* PAGE:
══════

According to the 2001 census:
• There are 97 population groups in Nepal, of which 53 are Indo-Aryan and 44 Mongoloid. The major groups: Chhetri (15.8 percent), Bahun (12.7), Magar (7.1), Tharu (6.8), Tamang (5.6) and
• There are 106 languages, with the following as the major mother tongues: Nepali (48.1 percent), Maithili (12.3), Bhojpuri (7.5), Tharu (5.9) and Tamang (5.2).
• There are five major religious groups: Hindu (80.6 percent), Buddhist (10.7), Muslim (4.2), Kirati (3.6) and Christian (0.5).
‘State restructuring’ has been a key theme of discussion for quite some time in Nepal; the Maoist agenda obviously has always been defined by this goal, while other political parties also formally adopted it in 2003. This is because the entire machinery of the Nepali unitary state has been dominated by high-caste, hill Hindu males, ever since present-day Nepal was consolidated out of numerous principalities by the present king’s ancestor back in the mid-1700s. Power has alternated between the Chhetris (Kshatriyas) and Bahuns (hill Brahmans), and has not devolved outside this group (the two make up around 30 percent of the population). While it did usher in democracy, the 1990 democratic Constitution was not able to concede this fact, and thus state policies continued to discriminate against nearly 85 percent of the population in terms of language, religion, ethnicity and gender.
For all its weaknesses, the Constitution of 1990 did open up the public space for popular mobilisation. The Maoists themselves took advantage of the ‘political opportunity’ provided by a democratic polity, and set the stage for an insurgency. The various groups that had felt marginalised by the state also began openly articulating their grievances, and pressuring for change. The state, dominated mainly by the upper castes – the Bahuns and Chhetris in particular – turned a deaf ear to these voices, as it has always been wont to do. The Maoists, on the other hand, had always adopted the issue of the underprivileged as their own, and used group grievances to their fullest potential to rally support for their cause. Thus, within a few years, hitherto silent groups – Dalits, Janajatis (or ‘indigenous’ groups), Madhesis (linguistic groups of plains origin) and women – were being mobilised both by their respective community organisations and by the Maoists; in the process, the clamour got ever louder. By 2006, there was no question that structural changes would have to be introduced if the country was to head towards lasting peace. And, hence, talk of ‘inclusion’ and ‘restructuring’ became increasingly common, despite the fact that the CPN (Maoist) and nearly every party in the SPA were dominated by Bahuns.

══════

* RECORDS SUPPLIED:

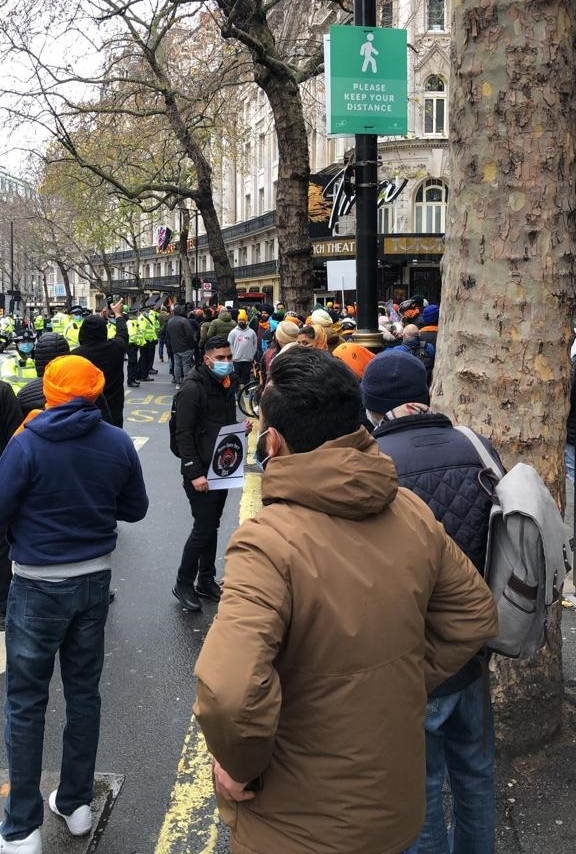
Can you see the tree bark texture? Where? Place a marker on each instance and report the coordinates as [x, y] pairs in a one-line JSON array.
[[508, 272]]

══════

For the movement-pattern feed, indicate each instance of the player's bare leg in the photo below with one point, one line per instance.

══════

* TASKS AND EXERCISES:
(A) Which major religious groups does the passage on Nepal name from the 2001 census, and what percentage does it give for each?
(B) Could you carry the passage on Nepal's state restructuring forward, starting right after its final sentence?

* ANSWERS FOR THIS EXERCISE:
(A) Hindu (80.6 percent), Buddhist (10.7), Muslim (4.2), Kirati (3.6) and Christian (0.5).

(B)
The ‘progressive restructuring’ mentioned in the interim constitution, however, touched a raw nerve among the Madhesi and Janajati communities, since the document was silent on the question of two of their major demands – a federated state and a full proportional electoral system. It is generally accepted that the Constituent Assembly will deal with issues such as the nature of the state and the system to be adopted for parliamentary elections. As with other issues, however, such as the question of secularism, there were misgivings that the CA would simply ratify decisions already taken by the eight-party leadership – hence the eagerness to decide on such issues before the CA polls.
The manner in which the eight parties, as those who had led the April movement, arrogated the right to speak for all Nepalis was perhaps mediated by the political contingency of bringing the Maoists into the mainstream as quickly as possible. But having raised expectations all around of creating a ‘new Nepal’ that would be more inclusive, it may have been a lack of foresight not to have involved all stakeholders in how and what decisions affecting the country’s future were made. The first disjuncture between stated objectives and actions became evident in the formation of the Interim Constitution Drafting Committee: of the six members, four were Bahuns and one a Chhetri. Although ten others were added following vehement criticism, the whole process did little to engender confidence in the motives of the party bosses.
It was therefore no surprise that, within days of the interim constitution being promulgated in January, the Madhesi Janadhikar Forum (MJF), a Madhesi organisation that cut across party-political boundaries, began an agitation that soon brought the entire eastern Tarai to a complete standstill. After 30 people were killed and hundreds wounded over a period of 19 days, the government finally responded to two of the MJF’s major demands. Prime Minister Koirala declared that the interim constitution would be amended to make Nepal a federated union, and that the number of electoral-constituency seats in the Tarai (as well as the midhills and the mountains) would be increased in proportion to the respective population distributions. The Madhesis had long decried that the highlands had a larger share of legislative seats, disproportionate to the number of people living there. Following the constitutional amendment, a commission to redraw the boundaries of the electoral districts was formed. However, Madhesi activists, including MPs from the SPA, criticised the commission’s recommendations as gerrymandering in favour of people of hill origin (the pahade, or pahadiya) in the Tarai, and it was asked to go back to the drawing board.
By this time, the Janajatis had also begun to protest in earnest. Unlike the Madhesis, whose concentration in the Tarai aided them in imposing their writ, Janajatis are disadvantaged in that they are more dispersed. But in the current environment of fear, their calls for bandhs were still effective. The government announced that it would begin talking to all agitating groups; and although it has indeed made some attempts at doing so, as yet these have not yielded anything substantial.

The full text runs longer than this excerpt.